_Provided passage_
- Opening Delimiter -

Tuesday, March 8, 2016

'Edges of Science' Takes Off !

Special thanks to Guy Edwards of BigfootLunchClub.com for the fantastic cover art.

     Suddenly, everybody is asking me about it.  I'm not sure what happened, but Edges of Science has hit its stride. Calls for interviews....requests for appearances...suddenly lots and lots of books being sold!  I am indeed grateful and humbled. I will do all I can to acknowledge and respond to the sudden increase in public interest in the book that has happened only in the past ten days.
    I wrote what I believed to be the fact of the matter, no matter how controversial or 'edgy' it was, and for that reason, I  never really expected it to go anywhere. It may have been the truth as I saw it, but it was also edgy as hell, and I knew it all along.
     Mind you, I did my absolute best to produce a worthy product. At 130,000 words, 350 pages, and numerous photos and illustrations, I sincerely tried to produce a product that would give the reader their money's worth of  original and thought-provoking literature.  But, when you write a book, you are operating in a total vacuum.  You have almost no feedback on how you are doing with the project nor any feedback at all on how the final product will be received.   That is probably the most difficult aspect of the writer's job: trusting your instincts.
     I learned with the first book (The Locals, 2003) to just stick the book out there and 'don't blink' when the first reviews are absolutely scathing...and they were. 
    "Stay the course," as President Reagan used to say. It wasn't easy, but I did. I was called 'delusional' by people whose opinions I respected. Still, I went out there and paid my dues doing public appearances, blog posts, pod casts, and various attempts at publicity.  Mostly, it seemed like the world responded with deaf ears, although that isn't fair either. A few friends and followers of my work were kind enough to offer unsolicited feedback of the kindest and most supportive sort. Trust me when I say, it is impossible to overestimate the degree of encouragement that this provided.  I will always be grateful to my friends Molly Lebherz, Joe and Sharon Beelart, Guy Edwards, Alicia Bateman, Kathy Strain, Russ Taylor, Jack Powell, Randy Schimmel, and several others who got behind this project in its earliest stages.  It really kept me believing in the project to know it resonated with at least a few good people. 
     Then one day, something changed. I don't know what, but it seemed like, within the scope of a week or two, I was  seeing a huge surge in awareness of, and interest in, the project entitled, Edges of Science.

- Closing Delimiter -

[Collected data]
- Opening Delimiter -

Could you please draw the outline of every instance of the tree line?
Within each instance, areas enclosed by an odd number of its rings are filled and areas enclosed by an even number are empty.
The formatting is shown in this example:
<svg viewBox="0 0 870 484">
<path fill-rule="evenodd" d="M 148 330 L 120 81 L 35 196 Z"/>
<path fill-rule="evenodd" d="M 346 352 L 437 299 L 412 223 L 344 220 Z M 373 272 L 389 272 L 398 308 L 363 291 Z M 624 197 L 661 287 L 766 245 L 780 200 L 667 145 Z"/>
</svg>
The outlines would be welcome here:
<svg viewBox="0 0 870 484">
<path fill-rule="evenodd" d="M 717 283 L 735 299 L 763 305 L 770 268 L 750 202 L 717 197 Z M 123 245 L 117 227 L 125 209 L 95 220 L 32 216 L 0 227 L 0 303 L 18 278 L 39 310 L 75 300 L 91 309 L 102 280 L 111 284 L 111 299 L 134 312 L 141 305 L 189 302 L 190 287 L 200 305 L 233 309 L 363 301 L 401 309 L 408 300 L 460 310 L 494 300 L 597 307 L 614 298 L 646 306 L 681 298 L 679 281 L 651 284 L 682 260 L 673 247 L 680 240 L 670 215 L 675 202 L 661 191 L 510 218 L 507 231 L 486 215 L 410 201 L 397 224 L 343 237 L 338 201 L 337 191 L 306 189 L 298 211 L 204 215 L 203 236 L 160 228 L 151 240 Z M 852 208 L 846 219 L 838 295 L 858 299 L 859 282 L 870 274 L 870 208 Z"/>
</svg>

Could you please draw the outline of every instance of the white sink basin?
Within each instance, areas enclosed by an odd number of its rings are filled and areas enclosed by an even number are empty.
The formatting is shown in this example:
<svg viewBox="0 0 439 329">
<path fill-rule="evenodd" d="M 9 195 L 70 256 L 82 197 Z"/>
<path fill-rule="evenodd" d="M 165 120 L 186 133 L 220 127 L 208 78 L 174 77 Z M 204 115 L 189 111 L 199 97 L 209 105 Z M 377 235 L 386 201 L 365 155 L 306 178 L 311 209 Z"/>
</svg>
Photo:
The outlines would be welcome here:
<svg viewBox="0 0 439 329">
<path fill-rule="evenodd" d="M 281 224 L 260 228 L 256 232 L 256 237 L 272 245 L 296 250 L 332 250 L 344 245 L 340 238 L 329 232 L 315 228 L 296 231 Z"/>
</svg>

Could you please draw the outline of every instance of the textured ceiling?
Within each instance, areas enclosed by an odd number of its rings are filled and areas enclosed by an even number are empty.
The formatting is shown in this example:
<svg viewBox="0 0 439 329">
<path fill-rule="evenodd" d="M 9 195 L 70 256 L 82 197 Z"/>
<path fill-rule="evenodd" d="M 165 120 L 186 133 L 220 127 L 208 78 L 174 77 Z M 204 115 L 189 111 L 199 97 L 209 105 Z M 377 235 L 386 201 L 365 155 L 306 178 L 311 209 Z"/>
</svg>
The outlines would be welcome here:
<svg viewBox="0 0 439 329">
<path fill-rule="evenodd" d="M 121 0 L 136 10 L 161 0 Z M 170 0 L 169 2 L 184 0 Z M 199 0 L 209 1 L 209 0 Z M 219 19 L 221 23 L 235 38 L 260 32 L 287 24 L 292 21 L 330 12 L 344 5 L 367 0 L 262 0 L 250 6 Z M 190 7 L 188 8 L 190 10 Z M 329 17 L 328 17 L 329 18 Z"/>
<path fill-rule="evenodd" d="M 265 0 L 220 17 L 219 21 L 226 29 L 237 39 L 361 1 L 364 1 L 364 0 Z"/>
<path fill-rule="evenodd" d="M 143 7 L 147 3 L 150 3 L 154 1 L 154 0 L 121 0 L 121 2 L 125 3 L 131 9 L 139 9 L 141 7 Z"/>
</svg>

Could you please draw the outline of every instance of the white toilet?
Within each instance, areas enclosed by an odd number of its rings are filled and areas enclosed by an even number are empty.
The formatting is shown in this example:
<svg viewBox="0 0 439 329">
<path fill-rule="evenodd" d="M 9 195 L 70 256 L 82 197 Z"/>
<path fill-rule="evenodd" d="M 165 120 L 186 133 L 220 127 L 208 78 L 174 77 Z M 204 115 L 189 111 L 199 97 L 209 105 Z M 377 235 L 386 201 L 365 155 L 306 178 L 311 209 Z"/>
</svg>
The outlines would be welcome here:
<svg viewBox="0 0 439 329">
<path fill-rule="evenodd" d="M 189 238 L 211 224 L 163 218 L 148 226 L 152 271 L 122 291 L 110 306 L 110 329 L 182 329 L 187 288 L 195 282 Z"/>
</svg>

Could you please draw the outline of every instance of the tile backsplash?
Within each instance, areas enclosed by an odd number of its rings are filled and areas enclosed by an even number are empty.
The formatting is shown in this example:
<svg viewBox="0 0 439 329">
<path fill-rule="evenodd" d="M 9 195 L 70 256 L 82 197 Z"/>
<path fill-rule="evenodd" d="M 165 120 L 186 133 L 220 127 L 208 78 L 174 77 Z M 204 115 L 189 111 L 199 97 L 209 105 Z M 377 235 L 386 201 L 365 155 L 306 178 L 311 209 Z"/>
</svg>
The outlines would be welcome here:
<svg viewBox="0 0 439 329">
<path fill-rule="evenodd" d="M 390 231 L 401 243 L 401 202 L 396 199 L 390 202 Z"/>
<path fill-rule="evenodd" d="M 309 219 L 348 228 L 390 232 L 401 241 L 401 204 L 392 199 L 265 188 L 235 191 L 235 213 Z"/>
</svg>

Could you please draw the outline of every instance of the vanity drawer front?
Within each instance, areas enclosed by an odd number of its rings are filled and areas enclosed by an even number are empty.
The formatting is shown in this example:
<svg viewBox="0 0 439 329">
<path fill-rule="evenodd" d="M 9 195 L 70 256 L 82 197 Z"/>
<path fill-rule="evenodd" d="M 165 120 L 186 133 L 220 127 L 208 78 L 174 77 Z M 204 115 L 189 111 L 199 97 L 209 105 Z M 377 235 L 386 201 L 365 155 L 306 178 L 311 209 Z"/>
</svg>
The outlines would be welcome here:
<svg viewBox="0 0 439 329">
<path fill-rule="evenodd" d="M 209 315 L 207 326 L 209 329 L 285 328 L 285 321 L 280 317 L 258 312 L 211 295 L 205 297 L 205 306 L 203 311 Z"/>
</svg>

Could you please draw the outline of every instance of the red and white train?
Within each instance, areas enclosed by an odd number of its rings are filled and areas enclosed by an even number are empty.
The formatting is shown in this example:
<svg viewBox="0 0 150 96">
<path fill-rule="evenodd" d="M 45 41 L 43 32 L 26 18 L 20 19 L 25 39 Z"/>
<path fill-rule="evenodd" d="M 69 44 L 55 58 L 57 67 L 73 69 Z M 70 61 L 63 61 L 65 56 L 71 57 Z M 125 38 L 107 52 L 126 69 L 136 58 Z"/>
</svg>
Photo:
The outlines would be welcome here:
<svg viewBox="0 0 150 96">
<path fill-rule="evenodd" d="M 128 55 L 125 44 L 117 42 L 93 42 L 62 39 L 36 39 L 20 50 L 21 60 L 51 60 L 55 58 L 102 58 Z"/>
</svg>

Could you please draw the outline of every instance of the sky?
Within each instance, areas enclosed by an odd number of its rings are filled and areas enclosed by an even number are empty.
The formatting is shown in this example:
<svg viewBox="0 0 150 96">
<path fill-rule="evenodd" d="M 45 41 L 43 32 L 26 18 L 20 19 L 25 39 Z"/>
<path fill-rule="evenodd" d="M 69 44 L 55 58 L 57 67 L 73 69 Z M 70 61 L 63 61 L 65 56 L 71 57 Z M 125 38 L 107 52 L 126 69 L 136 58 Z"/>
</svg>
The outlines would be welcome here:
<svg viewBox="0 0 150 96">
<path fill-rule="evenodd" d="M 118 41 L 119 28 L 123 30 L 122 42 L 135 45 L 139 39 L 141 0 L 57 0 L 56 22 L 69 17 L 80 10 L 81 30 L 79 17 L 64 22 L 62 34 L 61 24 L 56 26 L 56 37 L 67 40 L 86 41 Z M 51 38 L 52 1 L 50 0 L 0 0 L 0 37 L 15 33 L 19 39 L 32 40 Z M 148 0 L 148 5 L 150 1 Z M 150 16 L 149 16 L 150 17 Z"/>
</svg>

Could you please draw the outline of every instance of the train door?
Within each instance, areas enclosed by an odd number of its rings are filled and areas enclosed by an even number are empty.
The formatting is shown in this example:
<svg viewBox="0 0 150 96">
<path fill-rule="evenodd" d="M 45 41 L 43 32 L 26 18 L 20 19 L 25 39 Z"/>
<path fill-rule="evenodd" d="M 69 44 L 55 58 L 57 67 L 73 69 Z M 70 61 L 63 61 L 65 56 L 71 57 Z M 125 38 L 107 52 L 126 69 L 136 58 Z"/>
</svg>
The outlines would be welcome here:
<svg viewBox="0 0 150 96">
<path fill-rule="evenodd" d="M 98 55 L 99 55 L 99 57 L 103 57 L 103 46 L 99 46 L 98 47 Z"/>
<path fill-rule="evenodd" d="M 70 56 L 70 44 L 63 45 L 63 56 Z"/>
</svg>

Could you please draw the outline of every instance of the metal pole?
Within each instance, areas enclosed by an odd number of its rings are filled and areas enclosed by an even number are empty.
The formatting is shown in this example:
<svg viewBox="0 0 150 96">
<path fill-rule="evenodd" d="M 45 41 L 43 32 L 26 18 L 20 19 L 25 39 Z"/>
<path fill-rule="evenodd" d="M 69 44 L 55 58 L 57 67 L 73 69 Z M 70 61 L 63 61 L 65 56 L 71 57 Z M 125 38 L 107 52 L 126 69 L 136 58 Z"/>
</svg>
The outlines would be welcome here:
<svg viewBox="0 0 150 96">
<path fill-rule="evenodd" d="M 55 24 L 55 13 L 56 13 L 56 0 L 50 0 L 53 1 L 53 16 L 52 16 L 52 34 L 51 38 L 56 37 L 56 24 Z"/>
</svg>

- Closing Delimiter -

_Apply what you read_
a. Reproduce the part of the Edges of Science post that begins at the words "I learned with" and stops after "scathing...and they were.".
b. Write what comes next in the Edges of Science post, picking up after its last sentence.

_Your responses_
a.
I learned with the first book (The Locals, 2003) to just stick the book out there and 'don't blink' when the first reviews are absolutely scathing...and they were.

b.
     I'm not at all sure where it will go.  I'm still just a middle school science teacher in a little public school in southwest Portland.  I tried to write a book that would make people think and maybe even change the world for the better, at least a little bit.  That was my only goal. I hope I achieved it. It's still an open question.  I would welcome any and all feedback on that question. Please feel free to post your impressions of Edges of Science in the comments section below.  Thank you, everyone, for showing an interest.
(For info on purchasing a signed copy, click on the cover shot to the right of this blog post. If you are foreign or overseas, please order through amazon.com. The customs forms on a mailed book are a bear and overseas postal rates are prohibitively high.   A Kindle copy is also available thru Amazon for $5.99. This is definitely the cheapest and the quickest way to obtain a copy of Edges of Science.
An example of the brilliant interior art by Alicia Bateman
 

 

1 comment:

  1. LOOK FORWARD TO READING YOUR BOOK, THOM. But if you re-post your March 8 summary above, you might consider correcting the typo in the last paragraph. I'm sure the typist hit the wrong key on 'think' and typed a 'g' instead of 'k'. I guess I'm picky, but more and more I see typos and errors in published books and internet postings. I wonder if we have become too accustomed to programs such as spell-check which would not catch the thing/think error. Anyway, I am fascinated by your Sasquatch research. I believe reality is, as Terence McKenna so succinctly surmised, "stranger than we can suppose" and that Sasquatch, UFO's, and other paranormal high strangeness must all be linked to a similar source that we can not yet see. I shall look forward to your future books as well.